> [Text]:
Announcing pqR: A faster version of R

bravura · on June 23, 2013

For those who don't know, Radford Neal is an highly respected statistician and machine learning researcher.

His most well-known contribution is showing the community how to train neural networks in a Bayesian way.

He is at Toronto, where he received his Ph.D. under Geoff Hinton (the father of deep learning).

jtmcmc · on June 23, 2013

Also he invented tons of kickass sampling techniques and wrote what I consider to be the best review of MCMC of all time http://www.cs.toronto.edu/~radford/ftp/review.pdf

tardigrade · on June 23, 2013

Don't understand why this wouldn't just been merged into the upcoming versions of R. Creating a new project is strange, anyone know as to why they might have done this? Sure there's probably a good reason that I'm just unaware of.

jergosh · on June 23, 2013

R core developers are notoriously resistant to change. A number of glaring inefficiencies have gone unfixed for years, despite people submitting patches etc.

hadley · on June 23, 2013

R core is generally motivated by ensuring that R continues to work as is, not by improving performance. You can argue whether or not this is a good idea, but in the absence of a comprehensive unit test suite, it's pretty hard to improve performance without breaking behaviour.

radfordneal · on June 23, 2013

It's difficult to see how this rationale can possibly justify ignoring a 10x speed up in vector-matrix multiplies (and similar speedups for some other matrix multiplies) that can be achieved with a modification affecting a dozen or so lines of easily-checked code.

epistasis · on June 23, 2013

Radford Neal: oh, let me take a break from ground-breaking stats work to double the speed of R.

I'm very thankful.

scottfr · on June 23, 2013

Looks great!

One thing R really needs is some sort of dead simple pass-by-reference mechanism for functions. Creating copies object copies every time you call a function on an object is a real performance killer.

_delirium · on June 23, 2013

If a function doesn't modify a passed data frame, R doesn't actually copy it. It's formally pass-by-value, but the implementation uses a copy-on-write approach, so no copy is made when the function only reads the parameter's values. That at least covers the common case of passing a bunch of data to a function that builds a statistical model.

Of course that doesn't help in the case where you do want the called function to modify the data, but in-place rather than by making a copy.

radfordneal · on June 23, 2013

If you look at the "future directions" section of pqR's version of the "R Internals" manual, you'll see a brief mention of a plan to implement "call by name" parameter passing in the style of Algol 60, which should address this issue. Before that happens, however, pqR will improve the tracking of references to reduce the number of unnecessary copies made when parameters are passed by value, which may be more than you realize in past versions of R.

> [What to work on]:
(a) List every method of passing parameters to functions that the pqR thread mentions by name.
(b) Carry on the pqR thread beyond its final post.

> [Outline entries for images]:
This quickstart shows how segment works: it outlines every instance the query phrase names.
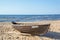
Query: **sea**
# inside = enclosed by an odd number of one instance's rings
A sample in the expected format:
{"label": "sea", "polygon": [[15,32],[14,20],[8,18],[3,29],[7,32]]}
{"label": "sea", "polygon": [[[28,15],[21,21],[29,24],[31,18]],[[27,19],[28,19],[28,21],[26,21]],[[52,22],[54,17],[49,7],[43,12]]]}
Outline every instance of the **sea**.
{"label": "sea", "polygon": [[53,15],[0,15],[0,22],[32,22],[42,20],[60,20],[60,14]]}

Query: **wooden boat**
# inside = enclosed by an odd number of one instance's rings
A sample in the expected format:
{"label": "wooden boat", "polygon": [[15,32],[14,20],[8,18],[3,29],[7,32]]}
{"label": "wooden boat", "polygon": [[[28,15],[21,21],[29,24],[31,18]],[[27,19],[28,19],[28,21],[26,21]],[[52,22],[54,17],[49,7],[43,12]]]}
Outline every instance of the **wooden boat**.
{"label": "wooden boat", "polygon": [[49,30],[50,24],[37,24],[37,23],[13,23],[13,27],[22,33],[29,33],[29,34],[45,34]]}

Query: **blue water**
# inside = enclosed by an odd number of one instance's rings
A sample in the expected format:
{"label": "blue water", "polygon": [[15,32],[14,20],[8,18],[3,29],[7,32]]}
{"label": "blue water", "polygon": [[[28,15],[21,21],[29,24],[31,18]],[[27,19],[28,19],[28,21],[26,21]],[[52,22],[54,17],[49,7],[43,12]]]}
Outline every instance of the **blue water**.
{"label": "blue water", "polygon": [[30,22],[41,20],[60,20],[60,15],[0,15],[0,22]]}

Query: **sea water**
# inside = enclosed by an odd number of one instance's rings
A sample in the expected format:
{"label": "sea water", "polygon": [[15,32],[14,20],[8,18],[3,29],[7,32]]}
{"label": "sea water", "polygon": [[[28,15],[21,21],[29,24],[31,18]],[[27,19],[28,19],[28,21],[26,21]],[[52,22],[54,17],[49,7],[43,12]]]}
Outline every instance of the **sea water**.
{"label": "sea water", "polygon": [[60,20],[60,15],[0,15],[0,22],[30,22],[41,20]]}

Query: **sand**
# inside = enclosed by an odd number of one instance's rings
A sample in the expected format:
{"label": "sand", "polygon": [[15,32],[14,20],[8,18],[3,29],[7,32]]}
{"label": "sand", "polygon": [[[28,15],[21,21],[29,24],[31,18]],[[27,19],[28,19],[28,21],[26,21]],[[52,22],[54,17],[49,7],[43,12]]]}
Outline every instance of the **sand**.
{"label": "sand", "polygon": [[[32,22],[26,23],[28,24]],[[34,23],[50,23],[49,32],[42,36],[26,35],[13,28],[11,22],[0,22],[0,40],[60,40],[60,20],[36,21]]]}

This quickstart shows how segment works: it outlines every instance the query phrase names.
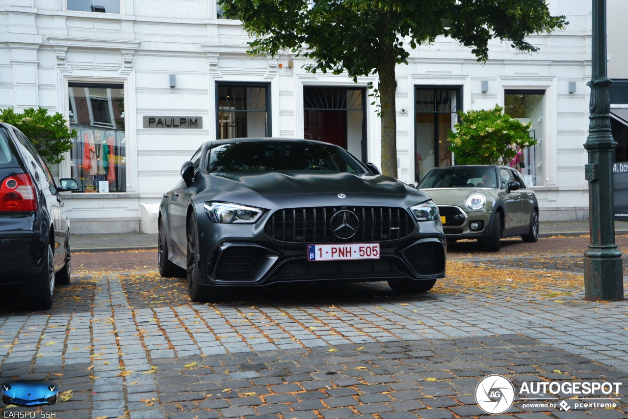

> [Replies]:
(a)
- pass-by-reference
- pass-by-value
- call by name

(b)
hadley · on June 23, 2013

It was my understanding that R basically already does implement call-by-name - arguments to a function are passed by name and looking up in the calling environment until you first modify them. Is my understand incorrect, or do Algol 60's call-by-name semantics mean something different?

radfordneal · on June 23, 2013

Sort of. That's why it shouldn't be too hard a modification to implement. For a call-by-name argument, you just have to evaluate the "promise" every time, rather than just the first time. (Assignment to a call-by-name argument will be a bit trickier, but not impossible.)

nkurz · on June 23, 2013

Is the pqR version of that manual available online?

radfordneal · on June 23, 2013

Yes, it's part of the release, and is also directly linked at radfordneal.github.io/pqR

makeset · on June 23, 2013

How does the "helper threads" mechanism interact with existing code explicitly using multicore operations like mclapply? Inadvertently spawning extra "helper threads" from each of the explicit processes per core would not be pretty.

radfordneal · on June 23, 2013

At present, pqR waits for all helper threads to be idle before doing a fork in the "parallel" package, and disables use of helper threads in the child processes (and temporarily in the parent, since it will wait for the child processes before doing anything more).

makeset · on June 24, 2013

Sounds great, thank you. I'm off to build this thing.

urlwolf · on June 23, 2013

Would this work with StatET?

perlgeek · on June 23, 2013

Are there any plans to merge that back into the main R implementation? And if not, what are the reasons for keeping a separate fork? backwards compatibility?

ehsanu1 · on June 23, 2013

Off topic:

Maybe it's just me, but the log scale for the relative program times is pretty confusing. While it probably makes the improvement more obvious, it doesn't help me understand the actual magnitude of improvement visually, without having to look at the scale and figure out the actual numbers.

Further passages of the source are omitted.